● DATA FOR REVIEW
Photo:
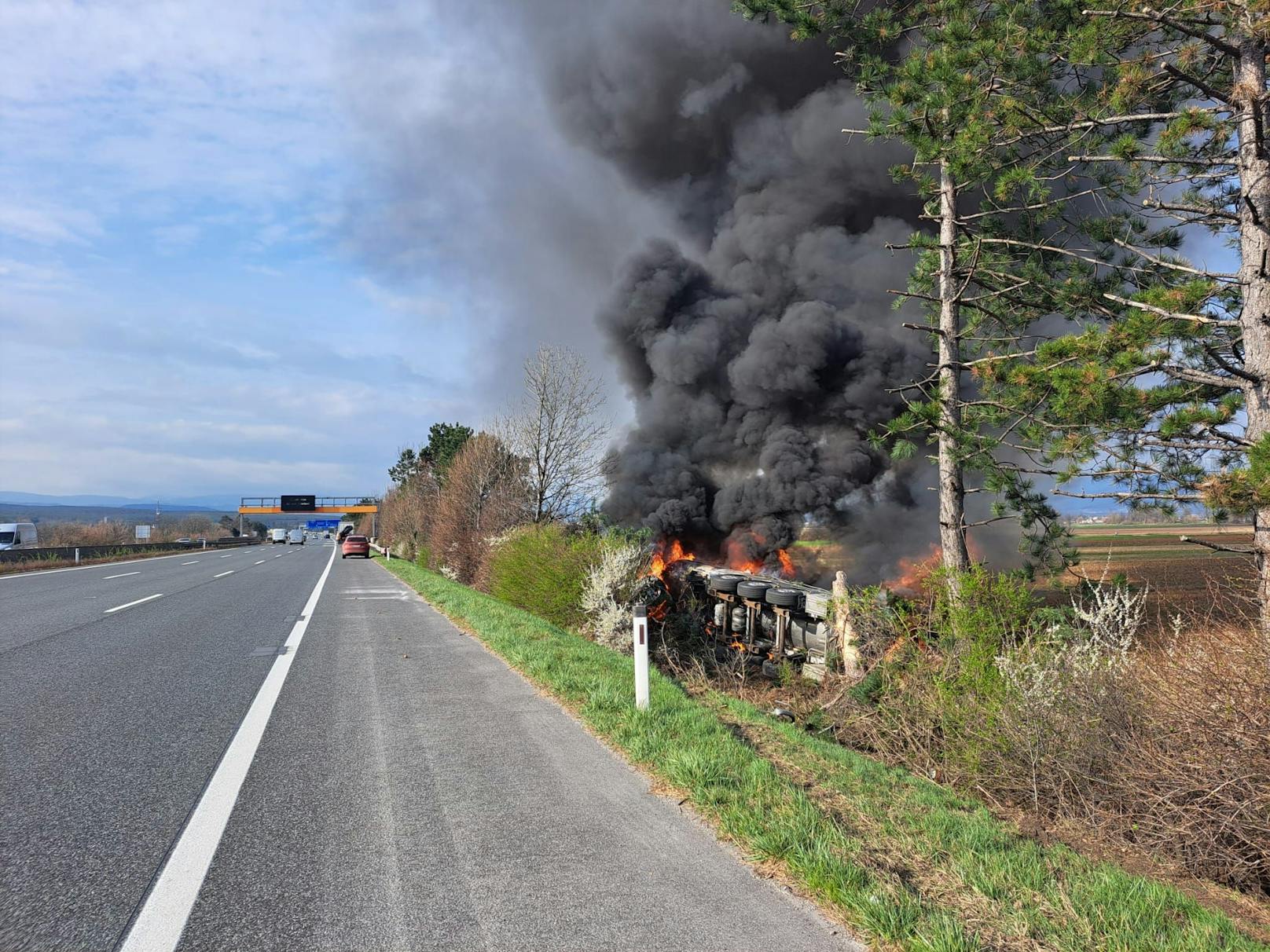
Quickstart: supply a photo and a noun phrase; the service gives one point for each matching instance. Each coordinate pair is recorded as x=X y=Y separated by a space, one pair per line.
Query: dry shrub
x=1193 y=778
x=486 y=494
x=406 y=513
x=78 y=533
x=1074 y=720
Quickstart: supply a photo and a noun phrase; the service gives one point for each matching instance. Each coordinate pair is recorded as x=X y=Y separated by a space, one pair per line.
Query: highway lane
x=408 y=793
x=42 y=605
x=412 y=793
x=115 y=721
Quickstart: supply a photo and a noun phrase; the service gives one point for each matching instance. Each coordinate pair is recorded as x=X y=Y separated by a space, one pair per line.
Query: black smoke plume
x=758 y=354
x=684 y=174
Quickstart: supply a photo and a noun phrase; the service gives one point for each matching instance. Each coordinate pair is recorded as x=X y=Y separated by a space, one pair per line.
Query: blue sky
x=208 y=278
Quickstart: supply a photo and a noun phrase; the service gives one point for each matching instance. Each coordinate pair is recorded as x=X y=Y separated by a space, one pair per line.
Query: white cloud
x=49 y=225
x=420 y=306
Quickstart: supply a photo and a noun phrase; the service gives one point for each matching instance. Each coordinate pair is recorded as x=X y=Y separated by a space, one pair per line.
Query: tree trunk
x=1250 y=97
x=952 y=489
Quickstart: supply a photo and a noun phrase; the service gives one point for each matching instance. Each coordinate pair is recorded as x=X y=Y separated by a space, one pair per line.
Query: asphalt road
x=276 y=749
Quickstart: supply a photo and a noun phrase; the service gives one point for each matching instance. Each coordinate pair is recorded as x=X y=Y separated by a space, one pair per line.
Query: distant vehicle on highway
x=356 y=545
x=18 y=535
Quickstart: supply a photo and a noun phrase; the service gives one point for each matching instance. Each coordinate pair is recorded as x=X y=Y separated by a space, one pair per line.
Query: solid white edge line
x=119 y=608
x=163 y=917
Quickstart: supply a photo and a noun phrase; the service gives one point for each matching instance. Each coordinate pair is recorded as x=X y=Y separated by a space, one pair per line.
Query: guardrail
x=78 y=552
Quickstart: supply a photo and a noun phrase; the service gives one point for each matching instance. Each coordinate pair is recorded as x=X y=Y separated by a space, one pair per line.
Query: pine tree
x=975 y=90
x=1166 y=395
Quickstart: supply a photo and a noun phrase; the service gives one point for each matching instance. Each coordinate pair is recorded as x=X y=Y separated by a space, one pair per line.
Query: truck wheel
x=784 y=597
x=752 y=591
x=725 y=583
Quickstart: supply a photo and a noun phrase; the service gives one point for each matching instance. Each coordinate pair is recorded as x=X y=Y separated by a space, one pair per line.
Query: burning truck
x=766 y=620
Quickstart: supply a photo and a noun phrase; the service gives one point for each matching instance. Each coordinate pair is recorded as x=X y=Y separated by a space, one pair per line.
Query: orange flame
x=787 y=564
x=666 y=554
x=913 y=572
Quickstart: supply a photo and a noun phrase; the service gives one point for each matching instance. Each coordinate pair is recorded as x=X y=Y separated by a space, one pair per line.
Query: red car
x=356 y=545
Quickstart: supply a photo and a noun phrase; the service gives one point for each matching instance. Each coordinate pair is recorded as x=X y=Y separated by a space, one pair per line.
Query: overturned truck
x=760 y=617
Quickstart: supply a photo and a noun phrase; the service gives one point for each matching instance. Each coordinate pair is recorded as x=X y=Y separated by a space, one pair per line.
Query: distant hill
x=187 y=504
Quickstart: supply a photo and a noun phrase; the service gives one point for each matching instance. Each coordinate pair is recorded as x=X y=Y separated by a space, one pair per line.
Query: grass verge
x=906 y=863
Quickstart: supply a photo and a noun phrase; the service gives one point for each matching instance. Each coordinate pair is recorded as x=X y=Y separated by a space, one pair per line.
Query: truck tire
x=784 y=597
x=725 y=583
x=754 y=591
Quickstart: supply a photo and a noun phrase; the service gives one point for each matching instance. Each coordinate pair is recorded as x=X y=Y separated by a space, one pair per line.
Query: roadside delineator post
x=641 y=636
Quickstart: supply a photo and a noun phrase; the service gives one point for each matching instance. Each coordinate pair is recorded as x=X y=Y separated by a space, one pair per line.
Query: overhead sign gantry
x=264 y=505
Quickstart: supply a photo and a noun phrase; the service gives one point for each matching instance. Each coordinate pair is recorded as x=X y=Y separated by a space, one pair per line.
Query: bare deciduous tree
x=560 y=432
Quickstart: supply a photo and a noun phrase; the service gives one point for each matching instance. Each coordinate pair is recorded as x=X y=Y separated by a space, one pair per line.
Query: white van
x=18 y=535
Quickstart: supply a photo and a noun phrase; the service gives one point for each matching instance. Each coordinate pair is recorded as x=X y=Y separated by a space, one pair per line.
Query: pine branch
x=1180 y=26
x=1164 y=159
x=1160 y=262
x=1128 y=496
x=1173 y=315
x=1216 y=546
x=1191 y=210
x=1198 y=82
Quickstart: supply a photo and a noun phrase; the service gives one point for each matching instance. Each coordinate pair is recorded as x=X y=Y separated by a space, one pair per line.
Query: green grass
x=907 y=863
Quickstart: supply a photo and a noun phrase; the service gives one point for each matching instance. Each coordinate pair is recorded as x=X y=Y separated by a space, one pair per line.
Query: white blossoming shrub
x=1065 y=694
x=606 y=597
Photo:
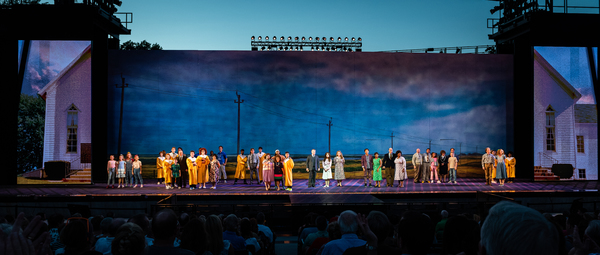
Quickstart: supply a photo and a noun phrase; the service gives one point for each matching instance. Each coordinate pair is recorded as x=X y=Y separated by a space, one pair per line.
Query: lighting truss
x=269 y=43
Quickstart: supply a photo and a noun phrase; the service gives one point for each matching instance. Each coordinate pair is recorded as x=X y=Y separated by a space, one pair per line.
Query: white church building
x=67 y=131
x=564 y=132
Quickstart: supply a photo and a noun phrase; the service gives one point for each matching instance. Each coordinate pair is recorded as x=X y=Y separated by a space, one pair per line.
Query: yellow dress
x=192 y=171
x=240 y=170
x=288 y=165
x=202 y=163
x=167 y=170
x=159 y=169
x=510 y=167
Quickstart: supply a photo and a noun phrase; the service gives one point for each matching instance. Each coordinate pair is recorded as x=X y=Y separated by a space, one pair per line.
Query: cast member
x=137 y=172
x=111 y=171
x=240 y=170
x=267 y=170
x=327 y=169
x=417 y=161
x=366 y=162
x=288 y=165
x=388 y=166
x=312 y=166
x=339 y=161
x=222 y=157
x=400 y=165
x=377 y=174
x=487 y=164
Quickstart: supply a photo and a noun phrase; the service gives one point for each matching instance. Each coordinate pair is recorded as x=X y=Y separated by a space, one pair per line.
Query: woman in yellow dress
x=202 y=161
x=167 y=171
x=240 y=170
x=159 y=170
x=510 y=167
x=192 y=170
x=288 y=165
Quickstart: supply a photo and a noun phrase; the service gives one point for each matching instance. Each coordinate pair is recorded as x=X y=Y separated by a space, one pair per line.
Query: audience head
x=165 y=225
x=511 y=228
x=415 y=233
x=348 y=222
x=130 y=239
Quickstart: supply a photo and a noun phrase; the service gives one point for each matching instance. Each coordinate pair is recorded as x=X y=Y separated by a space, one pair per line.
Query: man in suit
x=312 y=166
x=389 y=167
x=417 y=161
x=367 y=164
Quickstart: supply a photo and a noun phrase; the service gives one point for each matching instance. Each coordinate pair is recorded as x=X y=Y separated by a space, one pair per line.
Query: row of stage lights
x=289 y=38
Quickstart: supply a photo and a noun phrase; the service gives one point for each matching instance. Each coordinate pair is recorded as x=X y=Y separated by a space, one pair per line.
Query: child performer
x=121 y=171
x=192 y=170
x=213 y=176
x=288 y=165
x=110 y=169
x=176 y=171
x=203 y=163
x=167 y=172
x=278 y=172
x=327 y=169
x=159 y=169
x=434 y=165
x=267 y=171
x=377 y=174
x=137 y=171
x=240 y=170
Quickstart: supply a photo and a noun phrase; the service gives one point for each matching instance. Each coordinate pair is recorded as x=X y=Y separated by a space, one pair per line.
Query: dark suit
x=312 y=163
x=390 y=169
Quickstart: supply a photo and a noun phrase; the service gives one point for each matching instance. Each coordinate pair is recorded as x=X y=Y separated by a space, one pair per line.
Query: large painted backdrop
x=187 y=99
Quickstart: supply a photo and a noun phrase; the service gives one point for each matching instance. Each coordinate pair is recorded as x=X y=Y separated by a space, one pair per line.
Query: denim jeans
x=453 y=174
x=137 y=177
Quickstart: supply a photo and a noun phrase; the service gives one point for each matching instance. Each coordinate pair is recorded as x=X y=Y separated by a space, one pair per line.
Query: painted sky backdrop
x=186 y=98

● TASK PROMPT
For this exercise, please retype exactly the lines in the listing from the line with "Query: row of stage lights" through its last line, both ends included.

● RESPONSE FOR THIS EXERCISE
Query: row of stage lights
x=289 y=38
Quickstart: supply a photo and a noun phrase; the service gives one point for each matching instance. Each coordinate pair is recorded as x=X y=Y separated by a space, one pair per line.
Query: child performer
x=121 y=171
x=192 y=170
x=213 y=176
x=288 y=165
x=110 y=169
x=176 y=171
x=203 y=163
x=167 y=172
x=278 y=172
x=327 y=169
x=159 y=169
x=434 y=165
x=267 y=171
x=377 y=174
x=137 y=171
x=240 y=170
Quickstart: supply a photo and a noun phrase; the service gives one point for each matching instance. Each coordinate pair is recorded as x=X y=Y separated by a space, one pair per line.
Query: dark suit
x=312 y=163
x=390 y=169
Quickstart: supply a photo and a noun phrase; the service gives one point for each matching instance. Each coordinate pair is recorded as x=X y=Y separated by a space, one pair per line.
Query: large painted backdrop
x=187 y=99
Quickstart: supply a photo and a noun phrase; the service gives one point for each matching instance. Each coordinate pair is recorded as x=X y=Y separated by a space, one pair per line.
Query: denim jeans
x=453 y=174
x=137 y=177
Quickstart: supply a photo and a noun phrase; the service gives one point for each matching instance. Each coordinate pair is recorded as x=X y=Y separated by a space, one pair per line.
Query: painted sky backdrop
x=186 y=98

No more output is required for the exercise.